> Records for the task
------------

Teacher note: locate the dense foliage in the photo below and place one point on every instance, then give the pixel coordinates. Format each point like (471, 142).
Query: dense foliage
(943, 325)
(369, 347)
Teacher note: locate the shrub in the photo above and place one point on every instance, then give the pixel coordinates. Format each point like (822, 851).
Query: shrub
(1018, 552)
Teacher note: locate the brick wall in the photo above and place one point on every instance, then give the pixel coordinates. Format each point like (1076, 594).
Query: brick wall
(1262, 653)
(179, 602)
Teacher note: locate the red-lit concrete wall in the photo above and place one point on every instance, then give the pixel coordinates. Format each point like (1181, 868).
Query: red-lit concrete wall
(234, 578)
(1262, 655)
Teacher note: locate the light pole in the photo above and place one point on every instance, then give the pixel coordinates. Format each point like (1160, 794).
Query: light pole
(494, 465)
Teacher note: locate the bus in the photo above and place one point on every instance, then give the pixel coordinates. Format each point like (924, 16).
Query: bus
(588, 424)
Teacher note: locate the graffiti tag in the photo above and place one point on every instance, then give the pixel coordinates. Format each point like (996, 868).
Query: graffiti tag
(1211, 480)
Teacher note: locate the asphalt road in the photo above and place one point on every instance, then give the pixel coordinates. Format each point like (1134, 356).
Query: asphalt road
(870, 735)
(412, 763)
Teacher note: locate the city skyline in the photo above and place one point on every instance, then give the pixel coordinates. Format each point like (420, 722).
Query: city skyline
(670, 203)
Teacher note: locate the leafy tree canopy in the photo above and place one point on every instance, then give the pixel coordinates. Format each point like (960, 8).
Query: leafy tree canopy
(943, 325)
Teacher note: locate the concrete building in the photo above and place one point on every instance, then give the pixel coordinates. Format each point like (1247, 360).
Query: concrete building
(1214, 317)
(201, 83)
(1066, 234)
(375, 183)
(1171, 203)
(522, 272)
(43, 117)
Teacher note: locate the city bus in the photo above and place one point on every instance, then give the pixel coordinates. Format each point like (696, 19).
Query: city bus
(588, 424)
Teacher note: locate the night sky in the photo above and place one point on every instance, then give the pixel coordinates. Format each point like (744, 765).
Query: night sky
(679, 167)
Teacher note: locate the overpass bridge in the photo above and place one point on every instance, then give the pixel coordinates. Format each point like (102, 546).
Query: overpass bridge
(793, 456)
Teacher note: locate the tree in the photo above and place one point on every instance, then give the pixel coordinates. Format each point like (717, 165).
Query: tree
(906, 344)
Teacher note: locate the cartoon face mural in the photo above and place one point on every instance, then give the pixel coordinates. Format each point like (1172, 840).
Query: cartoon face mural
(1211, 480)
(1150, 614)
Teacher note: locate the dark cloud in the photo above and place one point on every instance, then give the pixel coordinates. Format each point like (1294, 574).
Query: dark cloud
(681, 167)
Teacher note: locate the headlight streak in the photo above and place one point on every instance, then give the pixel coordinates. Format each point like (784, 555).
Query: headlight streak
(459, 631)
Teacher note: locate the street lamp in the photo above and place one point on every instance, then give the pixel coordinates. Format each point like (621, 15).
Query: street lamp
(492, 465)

------------

> Stated exercise
Transcribe, character for character, the lines of the listing above, starting with the line that contains "Teacher note: locate the tree" and continuing through the line that contains "(1150, 614)", with both of those lines included.

> Finished answer
Teacher note: locate the tree in the photo above and place one point on every instance, then give the pixel coordinates. Format each point like (717, 165).
Query: tree
(906, 344)
Teacher note: locate the cartoon face mural in the photo above and place one point on every instance, then give the pixel coordinates. Format each point like (1172, 840).
Query: cartoon face mural
(1211, 480)
(1150, 614)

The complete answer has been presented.